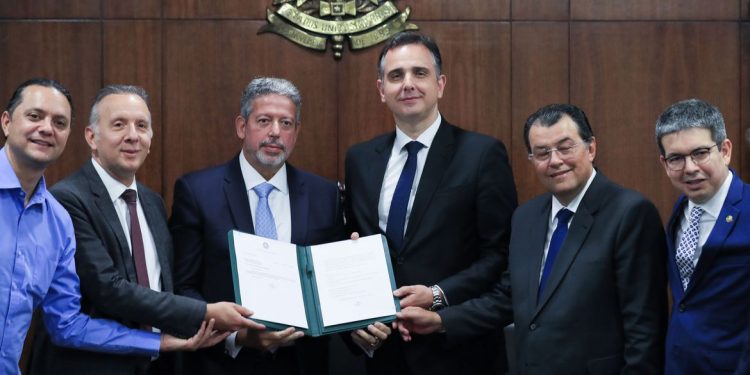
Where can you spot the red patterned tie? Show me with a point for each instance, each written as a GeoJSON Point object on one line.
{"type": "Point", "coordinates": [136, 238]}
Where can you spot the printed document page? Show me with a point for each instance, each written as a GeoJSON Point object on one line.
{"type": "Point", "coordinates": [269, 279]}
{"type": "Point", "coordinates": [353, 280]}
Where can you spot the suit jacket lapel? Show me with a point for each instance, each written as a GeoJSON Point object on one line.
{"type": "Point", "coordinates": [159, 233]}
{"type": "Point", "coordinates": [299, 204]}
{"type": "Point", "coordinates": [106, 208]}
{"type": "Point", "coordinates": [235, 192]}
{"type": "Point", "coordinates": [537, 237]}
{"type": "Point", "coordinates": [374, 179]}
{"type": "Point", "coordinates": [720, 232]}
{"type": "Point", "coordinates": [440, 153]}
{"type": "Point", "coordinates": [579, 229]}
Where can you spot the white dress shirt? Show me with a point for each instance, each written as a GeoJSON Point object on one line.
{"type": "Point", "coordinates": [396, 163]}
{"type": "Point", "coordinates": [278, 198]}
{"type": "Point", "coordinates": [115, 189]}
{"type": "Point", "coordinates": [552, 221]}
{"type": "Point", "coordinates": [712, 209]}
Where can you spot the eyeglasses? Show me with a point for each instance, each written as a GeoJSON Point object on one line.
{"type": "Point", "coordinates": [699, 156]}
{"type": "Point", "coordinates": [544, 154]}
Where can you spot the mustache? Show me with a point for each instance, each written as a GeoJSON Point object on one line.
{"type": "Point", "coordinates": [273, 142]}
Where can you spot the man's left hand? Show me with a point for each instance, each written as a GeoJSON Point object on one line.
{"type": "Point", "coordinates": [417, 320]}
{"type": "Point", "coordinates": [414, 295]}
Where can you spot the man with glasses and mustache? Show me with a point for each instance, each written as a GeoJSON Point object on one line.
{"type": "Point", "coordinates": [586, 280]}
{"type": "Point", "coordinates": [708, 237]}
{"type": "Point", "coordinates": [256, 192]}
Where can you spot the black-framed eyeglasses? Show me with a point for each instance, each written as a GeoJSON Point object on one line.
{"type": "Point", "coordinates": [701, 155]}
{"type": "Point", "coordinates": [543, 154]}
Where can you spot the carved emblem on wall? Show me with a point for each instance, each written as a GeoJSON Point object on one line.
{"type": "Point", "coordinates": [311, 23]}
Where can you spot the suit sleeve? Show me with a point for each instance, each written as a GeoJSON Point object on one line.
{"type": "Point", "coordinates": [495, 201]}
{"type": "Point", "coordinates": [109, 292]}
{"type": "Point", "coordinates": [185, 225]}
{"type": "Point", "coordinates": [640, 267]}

========================================

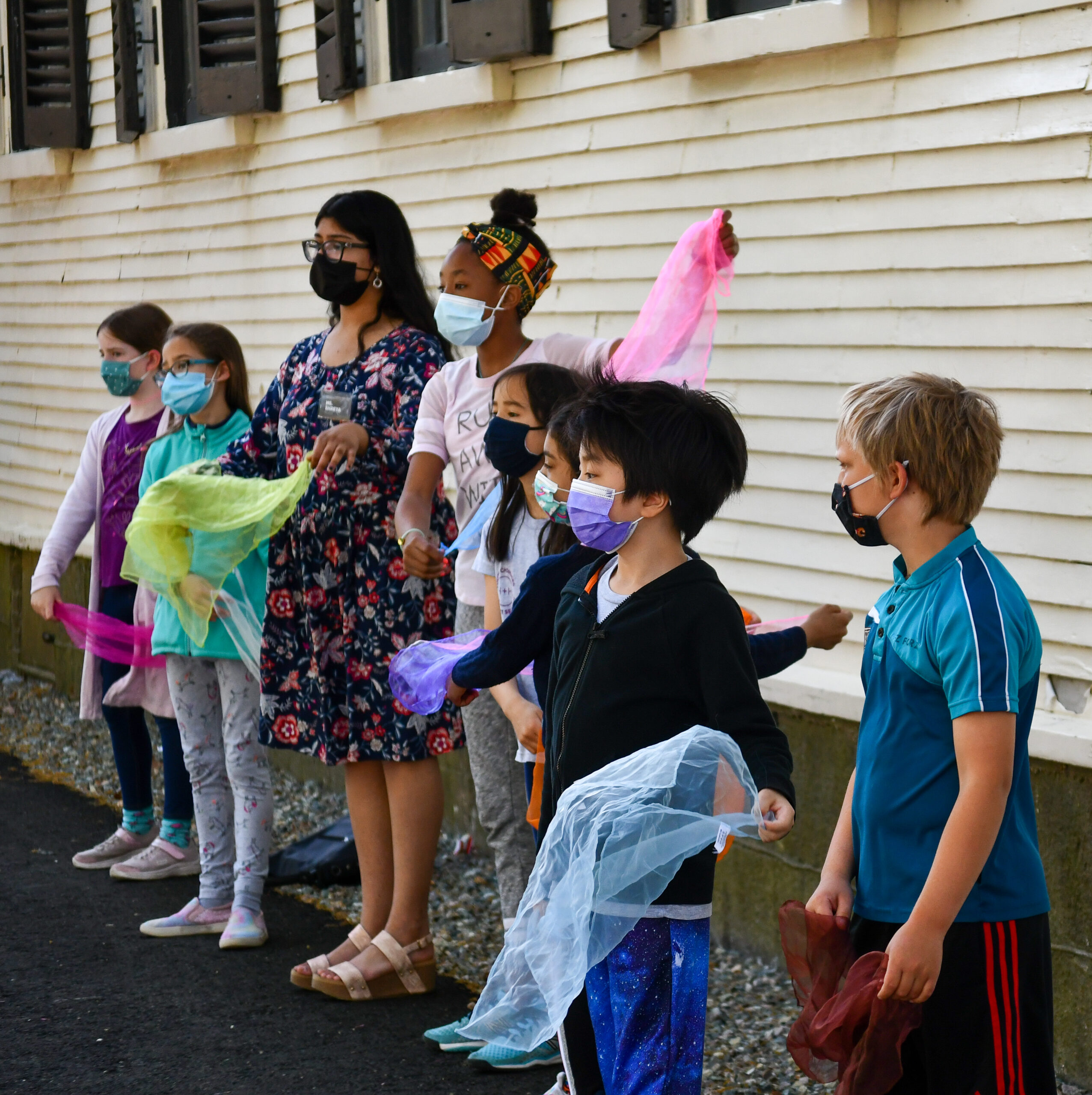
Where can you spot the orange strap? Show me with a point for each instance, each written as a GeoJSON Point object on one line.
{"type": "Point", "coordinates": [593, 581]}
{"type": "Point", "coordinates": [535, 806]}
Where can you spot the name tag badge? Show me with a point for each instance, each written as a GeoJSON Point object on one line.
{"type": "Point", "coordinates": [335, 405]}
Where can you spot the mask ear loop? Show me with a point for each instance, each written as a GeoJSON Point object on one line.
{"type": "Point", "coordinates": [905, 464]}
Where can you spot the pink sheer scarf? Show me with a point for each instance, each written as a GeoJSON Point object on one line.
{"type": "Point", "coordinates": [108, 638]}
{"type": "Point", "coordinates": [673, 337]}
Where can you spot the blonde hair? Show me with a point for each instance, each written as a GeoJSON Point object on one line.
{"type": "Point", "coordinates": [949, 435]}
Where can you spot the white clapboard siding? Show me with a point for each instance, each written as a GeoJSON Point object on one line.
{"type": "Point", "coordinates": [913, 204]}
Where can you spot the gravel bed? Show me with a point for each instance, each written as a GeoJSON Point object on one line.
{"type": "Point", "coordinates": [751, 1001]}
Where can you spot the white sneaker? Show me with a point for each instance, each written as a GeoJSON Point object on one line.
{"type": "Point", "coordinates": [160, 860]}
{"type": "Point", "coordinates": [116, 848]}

========================================

> **EXERCISE DESCRIPTION**
Collect every line of the records above that contains the string "eyeglasses" and copy each such line in full.

> **ANSWER FOR THIS EXERCISE**
Where can you spot the eyeglasses? Show me with a point for each instance, each written as a GeoJSON Point object on one line.
Where can you spot the black-framed eyeglasses? Show me with a point for each instance, each written as a GeoJSON Point object on one line.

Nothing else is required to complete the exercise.